保存済みレコード >>
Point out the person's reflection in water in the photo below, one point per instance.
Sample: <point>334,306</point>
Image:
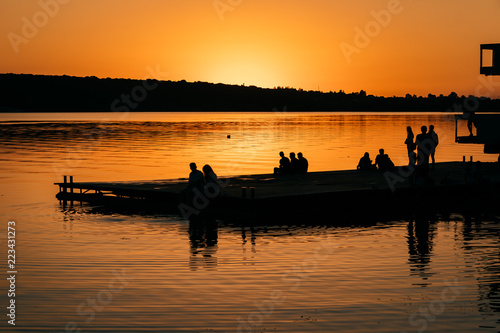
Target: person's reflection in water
<point>420,243</point>
<point>243,246</point>
<point>203,236</point>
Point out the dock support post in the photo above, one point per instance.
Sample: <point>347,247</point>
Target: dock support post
<point>71,189</point>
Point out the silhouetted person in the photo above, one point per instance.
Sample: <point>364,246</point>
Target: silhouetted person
<point>284,167</point>
<point>423,148</point>
<point>435,141</point>
<point>303,163</point>
<point>365,163</point>
<point>471,120</point>
<point>294,163</point>
<point>195,178</point>
<point>409,140</point>
<point>383,162</point>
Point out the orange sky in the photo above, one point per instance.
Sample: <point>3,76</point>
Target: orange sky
<point>416,46</point>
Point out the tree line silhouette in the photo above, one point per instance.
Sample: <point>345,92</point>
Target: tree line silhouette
<point>27,92</point>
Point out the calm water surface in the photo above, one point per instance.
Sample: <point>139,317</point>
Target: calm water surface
<point>100,271</point>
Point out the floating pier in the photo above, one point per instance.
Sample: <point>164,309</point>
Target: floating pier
<point>334,194</point>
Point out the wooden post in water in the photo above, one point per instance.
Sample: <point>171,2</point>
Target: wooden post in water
<point>65,191</point>
<point>71,189</point>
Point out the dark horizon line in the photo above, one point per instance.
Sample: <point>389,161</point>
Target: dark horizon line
<point>236,85</point>
<point>64,93</point>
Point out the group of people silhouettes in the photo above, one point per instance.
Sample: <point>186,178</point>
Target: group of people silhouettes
<point>292,165</point>
<point>382,162</point>
<point>424,143</point>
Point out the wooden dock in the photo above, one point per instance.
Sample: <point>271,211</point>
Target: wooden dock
<point>334,194</point>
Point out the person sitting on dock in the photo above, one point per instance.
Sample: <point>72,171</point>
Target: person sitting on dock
<point>284,167</point>
<point>303,163</point>
<point>294,163</point>
<point>471,120</point>
<point>195,178</point>
<point>383,162</point>
<point>365,163</point>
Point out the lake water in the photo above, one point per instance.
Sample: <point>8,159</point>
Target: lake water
<point>100,271</point>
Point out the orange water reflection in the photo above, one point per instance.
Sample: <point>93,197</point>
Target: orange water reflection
<point>161,145</point>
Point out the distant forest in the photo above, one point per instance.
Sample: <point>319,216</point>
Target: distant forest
<point>33,93</point>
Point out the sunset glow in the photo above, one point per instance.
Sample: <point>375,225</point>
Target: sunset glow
<point>385,47</point>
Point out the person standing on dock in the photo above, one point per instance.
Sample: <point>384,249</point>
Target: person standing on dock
<point>303,163</point>
<point>435,141</point>
<point>410,145</point>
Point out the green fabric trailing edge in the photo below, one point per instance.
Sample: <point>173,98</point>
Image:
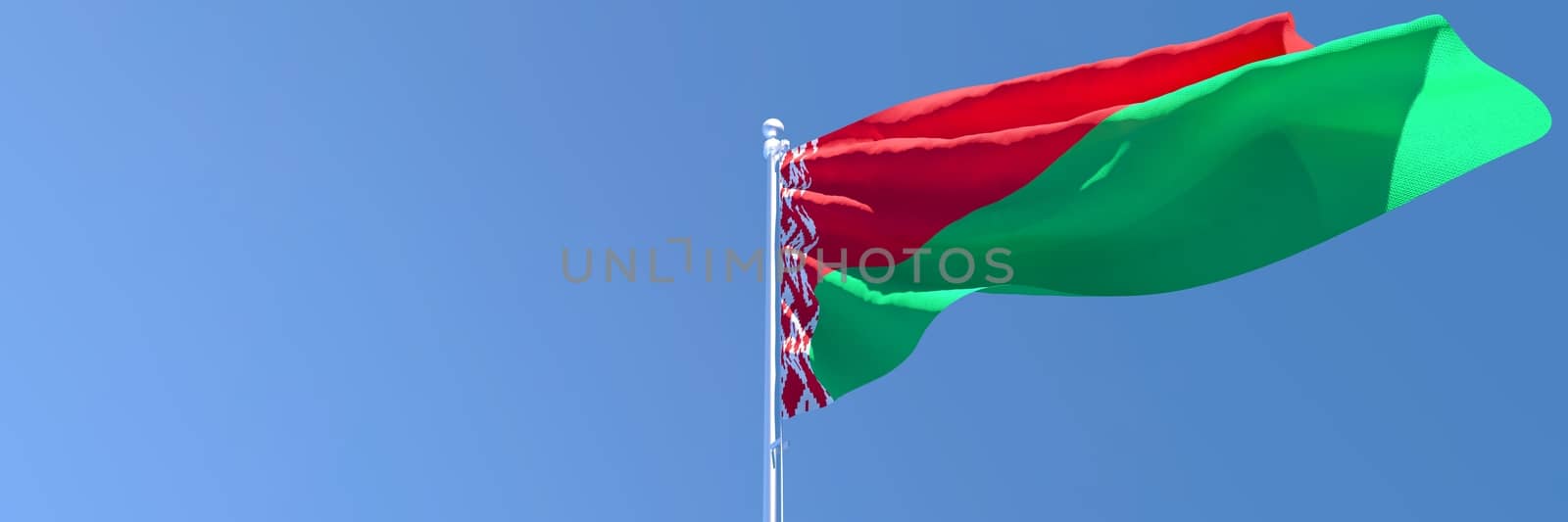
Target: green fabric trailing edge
<point>1206,184</point>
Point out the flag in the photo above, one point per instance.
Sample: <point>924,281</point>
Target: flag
<point>1168,169</point>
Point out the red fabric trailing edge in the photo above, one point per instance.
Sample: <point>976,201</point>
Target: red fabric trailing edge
<point>894,179</point>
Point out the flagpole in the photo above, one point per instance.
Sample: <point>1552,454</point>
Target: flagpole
<point>773,148</point>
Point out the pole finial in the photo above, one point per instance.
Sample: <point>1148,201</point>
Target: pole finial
<point>772,127</point>
<point>775,145</point>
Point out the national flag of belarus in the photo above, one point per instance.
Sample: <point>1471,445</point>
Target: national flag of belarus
<point>1168,169</point>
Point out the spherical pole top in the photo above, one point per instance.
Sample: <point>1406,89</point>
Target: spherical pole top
<point>772,127</point>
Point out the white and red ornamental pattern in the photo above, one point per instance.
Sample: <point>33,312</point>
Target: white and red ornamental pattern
<point>797,237</point>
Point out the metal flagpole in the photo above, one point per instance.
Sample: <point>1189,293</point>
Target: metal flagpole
<point>773,149</point>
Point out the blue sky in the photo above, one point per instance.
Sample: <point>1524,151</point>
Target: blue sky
<point>300,261</point>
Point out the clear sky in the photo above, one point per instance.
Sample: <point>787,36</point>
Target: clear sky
<point>300,261</point>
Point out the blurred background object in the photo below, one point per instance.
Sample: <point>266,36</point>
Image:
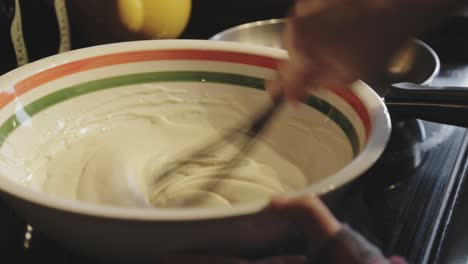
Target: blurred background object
<point>107,21</point>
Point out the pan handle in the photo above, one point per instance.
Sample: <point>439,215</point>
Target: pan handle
<point>446,105</point>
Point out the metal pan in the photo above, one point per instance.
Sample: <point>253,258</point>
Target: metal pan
<point>402,87</point>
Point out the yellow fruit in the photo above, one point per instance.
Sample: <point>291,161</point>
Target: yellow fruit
<point>155,18</point>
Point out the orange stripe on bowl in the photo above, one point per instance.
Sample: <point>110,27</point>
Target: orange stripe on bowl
<point>134,56</point>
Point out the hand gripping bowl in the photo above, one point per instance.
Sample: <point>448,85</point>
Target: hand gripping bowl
<point>38,99</point>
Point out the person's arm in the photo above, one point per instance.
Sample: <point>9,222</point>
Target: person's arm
<point>335,42</point>
<point>348,246</point>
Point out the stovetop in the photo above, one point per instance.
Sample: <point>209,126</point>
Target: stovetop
<point>405,204</point>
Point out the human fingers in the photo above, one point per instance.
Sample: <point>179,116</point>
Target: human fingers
<point>309,216</point>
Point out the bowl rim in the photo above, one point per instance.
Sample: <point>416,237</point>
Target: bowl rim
<point>378,138</point>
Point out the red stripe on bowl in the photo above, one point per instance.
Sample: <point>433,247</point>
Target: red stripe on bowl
<point>355,102</point>
<point>134,56</point>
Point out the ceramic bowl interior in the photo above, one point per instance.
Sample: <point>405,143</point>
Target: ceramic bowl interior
<point>332,138</point>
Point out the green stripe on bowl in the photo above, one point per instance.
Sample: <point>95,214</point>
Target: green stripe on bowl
<point>171,76</point>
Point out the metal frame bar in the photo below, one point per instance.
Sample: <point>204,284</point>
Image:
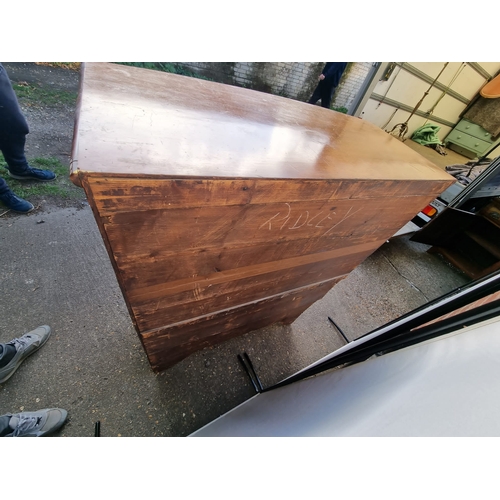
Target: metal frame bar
<point>405,107</point>
<point>252,375</point>
<point>398,333</point>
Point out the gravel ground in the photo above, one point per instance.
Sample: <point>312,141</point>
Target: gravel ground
<point>94,365</point>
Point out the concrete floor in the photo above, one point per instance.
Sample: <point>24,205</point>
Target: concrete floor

課題の内容 >>
上のレコードを最初から最後まで、一字一句変えずに書き写してもらえますか。画像は答えに含めないでください。

正しい出力 >>
Point out the person's reflection in water in the photo below, one point per instance.
Sample: <point>334,306</point>
Image:
Target: person's reflection in water
<point>420,243</point>
<point>243,246</point>
<point>203,236</point>
Point out the dock support post in the photo above, one point per instance.
Sample: <point>347,247</point>
Target: dock support post
<point>71,189</point>
Point out the silhouetted person in the photo above, one point per instance.
Sample: <point>364,246</point>
Target: silhouetted person
<point>284,167</point>
<point>423,148</point>
<point>435,141</point>
<point>303,163</point>
<point>365,163</point>
<point>471,120</point>
<point>294,163</point>
<point>195,178</point>
<point>409,140</point>
<point>383,162</point>
Point out the orange sky in the photo above, one point per instance.
Sample: <point>3,76</point>
Target: orange sky
<point>416,46</point>
Point out the tree line silhouette in the photo above, one point per instance.
Sample: <point>345,92</point>
Target: tree line silhouette
<point>27,92</point>
Point out the calm water surface in the photo above, one point per instance.
Sample: <point>139,317</point>
Target: calm water surface
<point>100,271</point>
Point out the floating pier in the photo above, one point per instance.
Sample: <point>164,309</point>
Target: floating pier
<point>334,194</point>
Point out the wooden post in water in the photo above, one point per instance.
Sample: <point>171,2</point>
Target: wooden post in water
<point>65,191</point>
<point>71,189</point>
Point out the dark horizon line in the photo above, one point per instance.
Sample: <point>389,161</point>
Target: dark horizon line
<point>236,85</point>
<point>64,93</point>
Point out the group of people silhouettes in the photo above, one point per instance.
Sample: <point>186,178</point>
Target: group of people silhouettes
<point>292,165</point>
<point>382,162</point>
<point>424,143</point>
Point out the wooden dock in the photo above, one point per instance.
Sample: <point>271,211</point>
Target: wooden dock
<point>334,194</point>
Point out the person sitting on dock in the photo above, one point per instance.
Sample: <point>72,171</point>
Target: person sitting on dock
<point>284,167</point>
<point>303,163</point>
<point>294,163</point>
<point>471,120</point>
<point>195,178</point>
<point>383,162</point>
<point>365,163</point>
Point out the lake water in the photo above, one point per instance.
Sample: <point>8,159</point>
Target: lake water
<point>100,271</point>
Point out the orange water reflection in the photo above, one point per instance.
Sample: <point>93,197</point>
Target: orange water reflection
<point>161,145</point>
Point out the distant forest in the photo above, one point per instance.
Sample: <point>319,216</point>
Target: distant forest
<point>33,93</point>
Point out the sunset glow in the photo above, one point per instance.
Sample: <point>375,225</point>
Target: sunset glow
<point>385,47</point>
Point out the person standing on dock in the photo above, one point per instance.
Sample: <point>384,249</point>
Target: person standing on dock
<point>303,163</point>
<point>435,141</point>
<point>410,145</point>
Point out the green fabric trailing edge in the photo below, one point per instance.
Sample: <point>173,98</point>
Image:
Target: green fabric trailing edge
<point>1206,184</point>
Point out the flag in the photo above, one point per instance.
Sample: <point>924,281</point>
Target: flag
<point>1168,169</point>
Point out the red fabric trailing edge in the photo above, one point per instance.
Sample: <point>976,201</point>
Target: red fabric trailing edge
<point>894,179</point>
Point out the flagpole in the photo above, one point per instance.
Sample: <point>1552,454</point>
Target: flagpole
<point>773,148</point>
Point out the pole finial in the photo above, one point per instance.
Sample: <point>1148,201</point>
Target: pole finial
<point>772,127</point>
<point>775,145</point>
Point out the national flag of belarus in the photo above, one point per instance.
Sample: <point>1471,445</point>
Target: national flag of belarus
<point>1168,169</point>
Point out the spherical pole top in the photo above, one point per instance.
Sample: <point>1406,89</point>
Target: spherical pole top
<point>772,127</point>
Point out the white and red ornamental pattern in the photo above, one point per instance.
Sample: <point>33,312</point>
Target: white and red ornamental pattern
<point>797,237</point>
Point out the metal flagpole in the photo above, one point per instance.
Sample: <point>1189,293</point>
Target: metal flagpole
<point>773,149</point>
Point out the blue sky in the photo above, one point per instance.
Sample: <point>1524,151</point>
Target: blue sky
<point>300,261</point>
Point out the clear sky in the photo above, one point per instance.
Sample: <point>787,36</point>
Target: clear sky
<point>300,261</point>
Point out the blurred background object in the photo below, one point per instance.
Sample: <point>266,36</point>
Image:
Target: blurred background object
<point>107,21</point>
Point out the pan handle in the photo above, one point per instance.
Sample: <point>439,215</point>
Target: pan handle
<point>446,105</point>
Point out the metal pan in the photo above, one point per instance.
Sample: <point>253,258</point>
Target: metal pan
<point>402,87</point>
Point out the yellow fruit in the photo above, one point per instance.
Sample: <point>291,161</point>
Target: yellow fruit
<point>155,18</point>
Point out the orange stripe on bowl in the photo above, one point per instance.
Sample: <point>110,27</point>
Target: orange stripe on bowl
<point>134,56</point>
Point out the hand gripping bowl in the photo above, one point per instance.
Sample: <point>448,85</point>
Target: hand gripping bowl
<point>38,99</point>
Point out the person's arm in the photo above, one point per instance.
Sample: <point>9,222</point>
Target: person's arm
<point>335,42</point>
<point>348,246</point>
Point out the stovetop in the photo above, one point per instance.
Sample: <point>209,126</point>
Target: stovetop
<point>405,204</point>
Point out the human fingers in the photo above, one point per instance.
Sample: <point>179,116</point>
Target: human fingers
<point>309,216</point>
Point out the bowl rim in the photo above, one point per instance.
Sample: <point>416,237</point>
Target: bowl rim
<point>378,138</point>
Point out the red stripe on bowl in the photo above, one point per instance.
Sample: <point>433,247</point>
Target: red stripe on bowl
<point>355,102</point>
<point>134,56</point>
Point out the ceramic bowl interior in the photo above, one point per instance.
Sample: <point>405,143</point>
Target: ceramic bowl interior
<point>332,138</point>
Point out the green stripe on bowl in the photo above, one point per instance.
Sample: <point>95,214</point>
Target: green stripe on bowl
<point>171,76</point>
Point out the metal frame bar in the photo below, one point per instance.
Sample: <point>204,284</point>
Image:
Target: metal frame bar
<point>405,107</point>
<point>252,375</point>
<point>398,333</point>
Point out the gravel ground in the photo above, one point per instance.
Sample: <point>312,141</point>
Target: gravel ground
<point>94,365</point>
Point out the concrete floor in the photo above, one point per instance.
Sample: <point>24,205</point>
Target: concrete floor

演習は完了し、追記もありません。